> **Job 1**: List every row below that contains the word "hair".

> **Document extract**:
_____

12 Jan Microsoft’s Superhero
Shy Averett is using her platform to increase digital equity—and do much more
When she was 11 years old, Shy Averett told her mother that she wanted to do something to help people. Her mother was encouraging, telling her, “Superheroes are not always the people you see on TV. They can be folks who simply go out and help somebody.” A year later, Averett told her mom that she wanted to join the NAACP and Urban League branches in Michigan. When her mother asked her why, she said, “Because I want to be a superhero.”
Like a superhero, she shot right to the top. Averett served in a number of leadership positions at the NAACP, including president of the Detroit Youth Council while still in middle school. She was a state delegate at age 14, with responsibility for organizing the state conference along with older high school students and college students. At 16, she was elected to the national board of directors, becoming its youngest delegate ever.
Today, Averett is Microsoft’s global senior community program and events manager, overseeing a team of more than 80 people responsible for creating programs and opportunities for members of underrepresented communities across the United States—and in Canada, Australia, and Europe. Their work focuses on a range of issues, including digital equity and basic needs, like school shoes and backpacks.
Over her entire career, Averett has been laser-focused, intentionally choosing opportunities where she could do the most good. After graduating from the University of Toledo, the Detroit native became the regional community field director for the nonprofit Midwest Youth Advocacy Program. There, she led over 15,000 youth and college students from across the country, creating and executing community initiatives in education, social activism, and financial empowerment. A few career moves later, she accepted her role at Microsoft.
In 2017, Averett was the driving force behind the creation of Microsoft’s MANCODE program, which helps underrepresented minority boys grow a passion for STEM-related careers. By the end of 2020, almost 70,000 young men across the United States had gone through the program.
Averett has been recognized for her many accomplishments and her dedication to youth programming. In 2016, she was the recipient of the National Leadership Award from PepsiCo. Other prominent awards include the Microsoft Rich Walker International Employee of the Year Award, the State of Michigan Youth of the Year Award, and the Presidential Award for Community Excellence.
Averett regularly volunteers for Big Brothers Big Sisters, Special Olympics, Boys and Girls Clubs, Christ Child House, VIP Mentoring, Urban Link Village, Detroit Impact, Coalition on Temporary Shelter, and Covenant House.

_____

> **Extracted material**:
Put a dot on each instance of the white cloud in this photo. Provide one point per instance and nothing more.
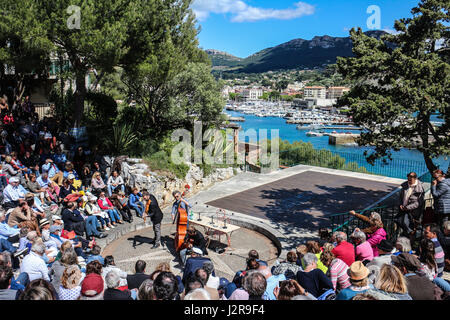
(391, 31)
(241, 12)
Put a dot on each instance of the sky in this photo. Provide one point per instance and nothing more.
(244, 27)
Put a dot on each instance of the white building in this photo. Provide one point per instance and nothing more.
(252, 93)
(315, 92)
(336, 92)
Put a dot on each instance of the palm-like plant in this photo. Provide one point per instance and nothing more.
(121, 140)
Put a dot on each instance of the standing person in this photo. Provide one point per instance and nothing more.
(193, 239)
(440, 189)
(135, 280)
(337, 270)
(70, 287)
(179, 203)
(431, 232)
(156, 215)
(86, 176)
(6, 275)
(23, 216)
(120, 203)
(134, 201)
(375, 233)
(79, 159)
(390, 285)
(33, 263)
(115, 181)
(112, 280)
(105, 204)
(54, 173)
(386, 249)
(97, 184)
(272, 282)
(363, 250)
(419, 287)
(411, 205)
(12, 194)
(314, 247)
(289, 268)
(359, 280)
(344, 250)
(312, 279)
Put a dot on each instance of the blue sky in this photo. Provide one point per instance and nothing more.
(244, 27)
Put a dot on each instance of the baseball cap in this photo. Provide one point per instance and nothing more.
(406, 260)
(92, 285)
(55, 217)
(55, 228)
(386, 246)
(43, 222)
(197, 251)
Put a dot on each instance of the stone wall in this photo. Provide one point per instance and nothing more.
(137, 174)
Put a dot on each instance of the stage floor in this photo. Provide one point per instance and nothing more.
(305, 199)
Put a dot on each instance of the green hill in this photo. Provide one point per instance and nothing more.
(295, 54)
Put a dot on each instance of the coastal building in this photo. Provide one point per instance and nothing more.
(296, 86)
(315, 92)
(252, 93)
(336, 92)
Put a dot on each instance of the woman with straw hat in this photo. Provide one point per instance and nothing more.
(358, 276)
(70, 283)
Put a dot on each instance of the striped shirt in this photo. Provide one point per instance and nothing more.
(338, 274)
(439, 256)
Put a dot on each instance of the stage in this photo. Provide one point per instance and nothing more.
(306, 199)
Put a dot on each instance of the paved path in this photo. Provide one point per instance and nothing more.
(284, 233)
(136, 246)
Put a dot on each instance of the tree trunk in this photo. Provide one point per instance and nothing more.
(80, 95)
(426, 144)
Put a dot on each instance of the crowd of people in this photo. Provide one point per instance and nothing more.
(58, 198)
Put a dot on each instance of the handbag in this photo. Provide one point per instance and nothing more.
(68, 235)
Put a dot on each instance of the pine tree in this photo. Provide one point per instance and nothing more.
(401, 81)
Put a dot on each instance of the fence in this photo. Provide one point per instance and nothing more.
(43, 109)
(395, 168)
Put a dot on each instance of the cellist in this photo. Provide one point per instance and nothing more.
(153, 211)
(179, 202)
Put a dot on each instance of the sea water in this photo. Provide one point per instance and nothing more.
(289, 132)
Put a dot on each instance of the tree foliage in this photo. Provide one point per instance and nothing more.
(400, 82)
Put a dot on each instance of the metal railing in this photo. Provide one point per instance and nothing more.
(355, 162)
(43, 109)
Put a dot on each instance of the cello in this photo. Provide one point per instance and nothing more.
(182, 219)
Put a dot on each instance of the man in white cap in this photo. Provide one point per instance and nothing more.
(12, 193)
(54, 173)
(193, 263)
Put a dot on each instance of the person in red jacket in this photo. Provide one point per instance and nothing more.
(105, 204)
(344, 250)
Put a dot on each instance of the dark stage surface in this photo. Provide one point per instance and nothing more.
(304, 200)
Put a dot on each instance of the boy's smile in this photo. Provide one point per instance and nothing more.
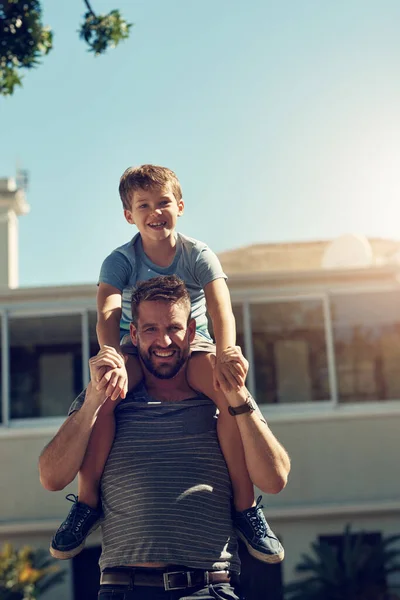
(154, 211)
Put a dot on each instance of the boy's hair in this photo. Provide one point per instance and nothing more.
(167, 288)
(144, 178)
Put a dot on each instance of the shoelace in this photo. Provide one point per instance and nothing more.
(257, 519)
(77, 517)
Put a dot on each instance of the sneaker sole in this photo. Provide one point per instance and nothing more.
(268, 558)
(64, 555)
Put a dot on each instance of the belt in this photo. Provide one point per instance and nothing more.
(169, 580)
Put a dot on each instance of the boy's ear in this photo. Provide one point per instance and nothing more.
(128, 216)
(133, 332)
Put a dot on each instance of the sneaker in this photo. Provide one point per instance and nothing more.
(254, 531)
(70, 537)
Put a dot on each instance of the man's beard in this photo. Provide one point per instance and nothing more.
(169, 369)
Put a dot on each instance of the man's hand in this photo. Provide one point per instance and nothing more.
(108, 373)
(230, 370)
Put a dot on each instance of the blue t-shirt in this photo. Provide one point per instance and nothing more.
(194, 263)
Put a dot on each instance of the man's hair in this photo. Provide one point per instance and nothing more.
(144, 178)
(165, 288)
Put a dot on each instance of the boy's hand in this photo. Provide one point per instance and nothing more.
(230, 369)
(108, 373)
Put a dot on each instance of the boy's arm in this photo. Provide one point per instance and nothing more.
(109, 309)
(220, 310)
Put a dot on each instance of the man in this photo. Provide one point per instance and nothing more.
(166, 495)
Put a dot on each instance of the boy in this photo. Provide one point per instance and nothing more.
(152, 200)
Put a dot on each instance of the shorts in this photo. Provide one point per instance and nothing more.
(199, 344)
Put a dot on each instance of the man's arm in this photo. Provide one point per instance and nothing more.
(220, 310)
(267, 461)
(61, 459)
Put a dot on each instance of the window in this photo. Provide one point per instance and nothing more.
(289, 349)
(45, 365)
(366, 329)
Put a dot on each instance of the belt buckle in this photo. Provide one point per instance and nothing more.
(168, 587)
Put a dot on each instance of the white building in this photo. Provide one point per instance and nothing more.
(320, 326)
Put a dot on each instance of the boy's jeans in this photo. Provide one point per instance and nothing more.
(217, 591)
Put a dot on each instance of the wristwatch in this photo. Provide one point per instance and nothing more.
(248, 406)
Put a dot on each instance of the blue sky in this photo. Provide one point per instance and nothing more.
(281, 119)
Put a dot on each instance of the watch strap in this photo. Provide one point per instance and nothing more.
(243, 408)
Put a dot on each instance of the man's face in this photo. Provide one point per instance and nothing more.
(163, 336)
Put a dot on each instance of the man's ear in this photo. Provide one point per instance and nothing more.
(128, 216)
(133, 332)
(192, 330)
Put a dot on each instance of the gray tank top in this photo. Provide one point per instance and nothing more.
(166, 491)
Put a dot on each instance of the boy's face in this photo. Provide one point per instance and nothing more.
(154, 212)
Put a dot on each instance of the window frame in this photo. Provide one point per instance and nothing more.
(29, 310)
(242, 299)
(317, 410)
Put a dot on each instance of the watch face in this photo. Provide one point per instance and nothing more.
(250, 401)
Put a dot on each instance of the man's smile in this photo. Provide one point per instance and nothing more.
(157, 224)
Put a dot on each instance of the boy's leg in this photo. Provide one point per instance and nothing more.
(250, 521)
(85, 513)
(200, 377)
(96, 455)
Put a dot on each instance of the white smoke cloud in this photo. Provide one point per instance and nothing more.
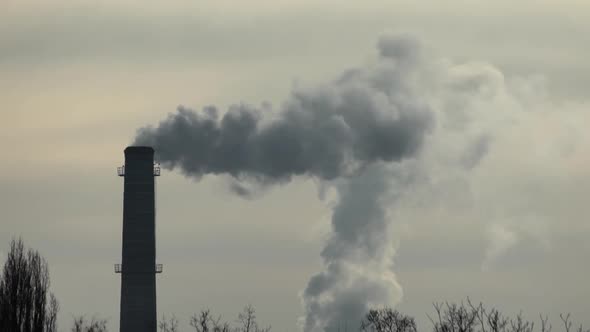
(408, 132)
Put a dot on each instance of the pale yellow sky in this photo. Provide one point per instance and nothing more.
(77, 78)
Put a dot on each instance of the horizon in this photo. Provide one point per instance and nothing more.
(483, 198)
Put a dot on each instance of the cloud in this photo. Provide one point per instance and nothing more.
(406, 133)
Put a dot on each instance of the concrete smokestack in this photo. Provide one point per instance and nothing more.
(138, 268)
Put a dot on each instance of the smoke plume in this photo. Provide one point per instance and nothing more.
(346, 132)
(371, 135)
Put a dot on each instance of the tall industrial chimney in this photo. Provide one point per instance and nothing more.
(138, 266)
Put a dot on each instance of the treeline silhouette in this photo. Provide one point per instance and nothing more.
(26, 305)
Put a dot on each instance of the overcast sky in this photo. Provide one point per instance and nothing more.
(507, 83)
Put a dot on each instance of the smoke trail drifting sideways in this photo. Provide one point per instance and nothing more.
(366, 115)
(348, 131)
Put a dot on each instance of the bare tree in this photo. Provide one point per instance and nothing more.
(81, 324)
(24, 290)
(204, 322)
(168, 325)
(247, 321)
(387, 320)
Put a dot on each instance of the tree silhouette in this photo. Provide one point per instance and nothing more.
(25, 302)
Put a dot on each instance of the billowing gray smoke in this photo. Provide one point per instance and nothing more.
(346, 133)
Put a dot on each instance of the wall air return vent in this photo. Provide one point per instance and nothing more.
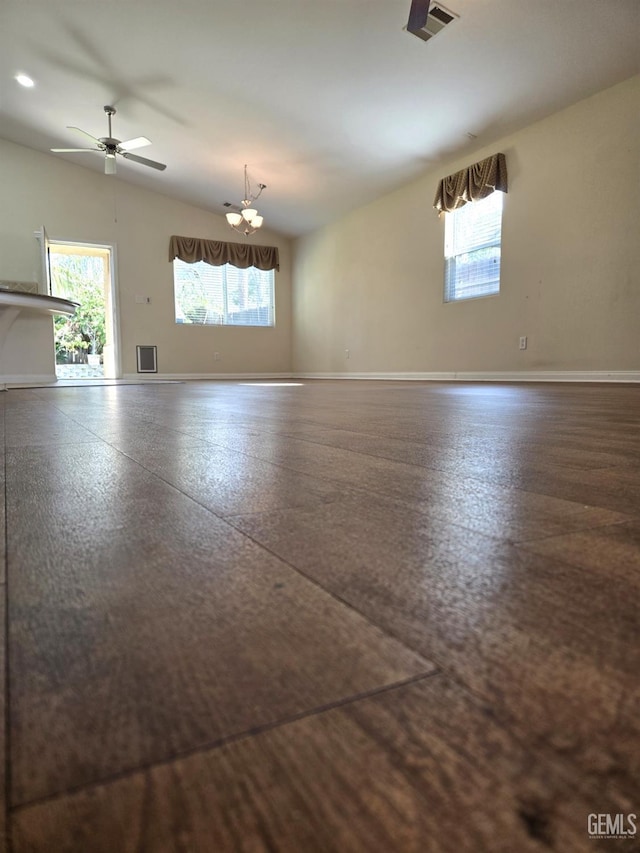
(147, 359)
(438, 18)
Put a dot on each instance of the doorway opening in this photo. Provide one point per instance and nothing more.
(86, 343)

_____

> **Job 2**: According to the profile of Shy Averett, how many young men had gone through the MANCODE program by the end of 2020?

> **Exercise output 1**:
Put a dot on each instance of the boy's hair in this photo. Provide one point per instance and nothing more.
Put a dot on each instance of the man's hair in this photo. Provide one point per instance and nothing more.

> **Exercise output 2**: Almost 70,000 young men across the United States.